■ TRECHO DO TEXTO ■
=======

Por Pedro Fernando Nery, Paulo Tafner e Arminio Fraga
É sempre bem-vinda em nosso debate público a participação de alguém do peso do economista francês Thomas Piketty. No entanto, o artigo “A quem interessa aumentar a desigualdade?”, recém-publicado no “Valor Econômico”, é uma decepção para os que admiram o influente trabalho do autor de “O Capital no Século XXI”, no qual há precioso zelo por análises de séries históricas, muita contabilidade e pouca economia. Nesse best-seller, ele pautou o tema da desigualdade em diversos países ao longo de anos, exibindo incomum zelo na análise de séries históricas de dados. Mas isso não impediu o célebre pesquisador e seus coautores de publicar artigo contra a reforma da Previdência repleto de erros. Não se trata de questão ideológica, mas de equívocos factuais que beiram o constrangedor.
Publicado no dia seguinte à aprovação do relatório da reforma no Plenário da Câmara, o texto erra na partida: para criticar a reforma, começa descrevendo equivocadamente as regras atuais de aposentadoria. Para os autores, existe um critério de idade para a aposentadoria por tempo de contribuição no Brasil. Como sabemos, não há, e boa parte do esforço da reforma reside nesse ponto.
A confusão é com a chamada fórmula 85/95, aprovada em 2015 no meio das iniciativas de pauta-bomba contra o governo Dilma Rousseff. Esses valores se referem à soma de idade e tempo de contribuição (85 para a mulher e 95 para o homem).
Mas a soma não é requisito de acesso à aposentadoria, e sim regra para determinação do valor do benefício. Em vez de controlar o gasto, postergando aposentadoria, o aumenta, permitindo aposentadorias precoces sem o fator previdenciário. É inclusive regressiva do ponto de vista da distribuição de renda, pois aumenta transferências de renda para grupos mais bem inseridos no mercado de trabalho – como observa ótimo estudo de Marcelo Caetano, Luis Paiva e coautores do Ipea. Os autores, desinformados, entendem que a regra é um requisito para aposentadoria. Se fosse, a reforma estaria endurecendo uma regra razoável – mas infelizmente uma regra que não existe.
Leia mais:
Pedro Nery: “Atenas, Brasil”
Paulo Tafner: Por que reformar a Previdência
Leia o estudo “Previdência, setor público, pobreza e desigualdade”
Essa confusão é há muito difundida por economistas da Unicamp, inclusive na campanha presidencial – um deles, Pedro Zahluth, é coautor do texto (junto com Marc Morgan e Amory Gethin). Para eles e Piketty, a regra que não existe é a primeira alternativa para aposentadoria no Brasil, um erro crasso.
A principal modalidade de aposentadoria é na verdade a por idade: brasileiros mais pobres que não têm muito tempo de emprego formal, oscilando ao longo da vida entre o desemprego e a informalidade, já se aposentam com idade mínima. Piketty e colegas descrevem essa regra como uma regra residual, e erram feio quando dizem que sobre ela incide o fator previdenciário – reduzindo as aposentadorias. O fator previdenciário só se aplica à aposentadoria por tempo de contribuição, exatamente pelas idades precoces, não à aposentadoria por idade. Novamente, se descreve uma regra fictícia muito mais dura do que a existente, caso de desconto no valor de quem já se aposenta mais tarde.

=======

■ MATERIAL EXIBIDO ■
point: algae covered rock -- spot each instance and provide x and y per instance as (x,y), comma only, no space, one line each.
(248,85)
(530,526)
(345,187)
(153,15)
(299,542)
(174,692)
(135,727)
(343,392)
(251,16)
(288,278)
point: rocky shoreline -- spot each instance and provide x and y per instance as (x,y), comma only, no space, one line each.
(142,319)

=======

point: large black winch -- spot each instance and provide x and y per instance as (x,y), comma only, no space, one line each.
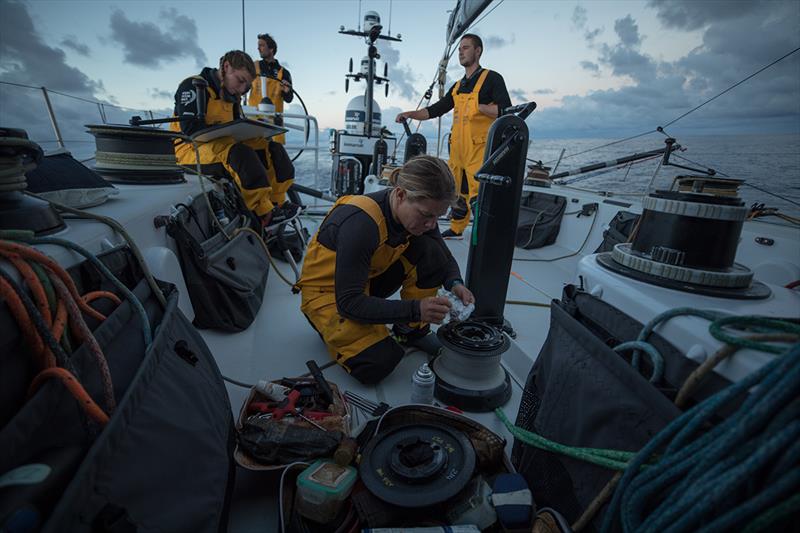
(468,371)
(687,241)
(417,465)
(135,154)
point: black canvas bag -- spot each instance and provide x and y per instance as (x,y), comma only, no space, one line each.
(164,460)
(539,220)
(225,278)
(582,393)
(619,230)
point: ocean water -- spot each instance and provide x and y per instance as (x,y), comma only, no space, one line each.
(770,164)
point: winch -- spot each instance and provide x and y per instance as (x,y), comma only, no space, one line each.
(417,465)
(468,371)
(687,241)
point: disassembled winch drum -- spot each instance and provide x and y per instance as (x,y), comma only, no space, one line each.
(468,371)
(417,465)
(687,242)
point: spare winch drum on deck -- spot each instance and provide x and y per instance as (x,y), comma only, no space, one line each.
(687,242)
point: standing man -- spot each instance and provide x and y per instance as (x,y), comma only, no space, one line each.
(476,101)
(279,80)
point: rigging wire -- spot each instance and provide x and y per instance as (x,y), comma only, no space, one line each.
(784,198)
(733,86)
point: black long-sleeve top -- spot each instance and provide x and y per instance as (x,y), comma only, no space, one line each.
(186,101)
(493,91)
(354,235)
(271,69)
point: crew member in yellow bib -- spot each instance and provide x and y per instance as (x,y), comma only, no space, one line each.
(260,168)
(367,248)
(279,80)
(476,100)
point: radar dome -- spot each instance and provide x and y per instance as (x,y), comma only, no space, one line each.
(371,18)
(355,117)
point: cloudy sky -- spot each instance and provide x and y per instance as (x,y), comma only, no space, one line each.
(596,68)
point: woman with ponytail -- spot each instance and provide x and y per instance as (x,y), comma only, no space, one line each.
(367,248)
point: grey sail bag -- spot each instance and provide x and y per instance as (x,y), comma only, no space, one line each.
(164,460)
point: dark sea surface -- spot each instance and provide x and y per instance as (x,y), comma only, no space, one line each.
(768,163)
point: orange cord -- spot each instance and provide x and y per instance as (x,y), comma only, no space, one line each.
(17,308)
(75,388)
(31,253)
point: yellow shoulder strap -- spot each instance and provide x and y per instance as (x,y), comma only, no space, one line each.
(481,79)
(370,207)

=======

■ O QUE FAZER ■
a. Duplique o trecho do artigo sobre a Previdência começando em "A confusão é com" e terminando em "que não existe.".
b. Retome o artigo sobre a Previdência e continue escrevendo a partir do ponto em que ele para.
A listagem é um material à parte, separado do artigo sobre a Previdência.

■ RESPOSTAS FINAIS ■
a.
A confusão é com a chamada fórmula 85/95, aprovada em 2015 no meio das iniciativas de pauta-bomba contra o governo Dilma Rousseff. Esses valores se referem à soma de idade e tempo de contribuição (85 para a mulher e 95 para o homem).
Mas a soma não é requisito de acesso à aposentadoria, e sim regra para determinação do valor do benefício. Em vez de controlar o gasto, postergando aposentadoria, o aumenta, permitindo aposentadorias precoces sem o fator previdenciário. É inclusive regressiva do ponto de vista da distribuição de renda, pois aumenta transferências de renda para grupos mais bem inseridos no mercado de trabalho – como observa ótimo estudo de Marcelo Caetano, Luis Paiva e coautores do Ipea. Os autores, desinformados, entendem que a regra é um requisito para aposentadoria. Se fosse, a reforma estaria endurecendo uma regra razoável – mas infelizmente uma regra que não existe.

b.
Sobre essas regras já duras de aposentadoria, mas inexistentes, incidiria uma reforma da Previdência ainda mais draconiana. Mas a triste realidade ignorada por Piketty e coautores é que são os brasileiros mais instruídos, das ocupações mais produtivas e das regiões mais industrializadas que se aposentam muito mais cedo do que os demais. A empregada doméstica, o pedreiro ou o gari se aposentam 10 anos depois do patrão: possuem idade mínima de 65 anos, enquanto a média da aposentadoria por tempo de contribuição é de 55.
Não apenas o caráter progressivo da reforma – provocando convergência de regras entre rico e pobre – é ignorado, como a descrição das medidas novamente é repleta de erros grosseiros. Piketty e colegas relatam o fim das contribuições sociais recolhidas sobre o faturamento (Cofins) e lucro (CSLL), que deixariam de bancar o déficit da Previdência. É disparate tão alienígena em nosso debate que beira o delírio.
Nessa linha, vale notar também que o quintil mais pobre de brasileiros recebe apenas 11% do montante transferido pela União para cobertura do déficit da Previdência urbana e do funcionalismo federal.
É conhecido o fato de que a pobreza no Brasil se concentra em crianças com pais desempregados, enquanto a Previdência se concentra em pessoas mais velhas com emprego formal. Ela já consome 60% de nosso orçamento, apesar da demografia favorável, e praticamente 14% do PIB. O mesmo que países velhos como Alemanha ou Japão.
Há ainda um alarmismo descabido com a perda de cobertura entre idosos pobres, que perderiam o direito aos benefícios com a reforma. Ele é centrado na elevação de 15 para 20 anos do tempo mínimo de contribuição. Mas, desde o relatório da Comissão Especial, semanas atrás, a elevação não valeria para mulheres, grupo que representa a maioria das pessoas que se aposentam por idade. Continuou valendo para a minoria, os homens, mas a eles continuou permitido receber o BPC na mesma idade (65 anos) e no mesmo valor (1 salário mínimo). Saiba o leitor que na mesma quinta-feira da publicação do texto de Piketty e coautores, o tempo de contribuição exigido para homens também foi mantido.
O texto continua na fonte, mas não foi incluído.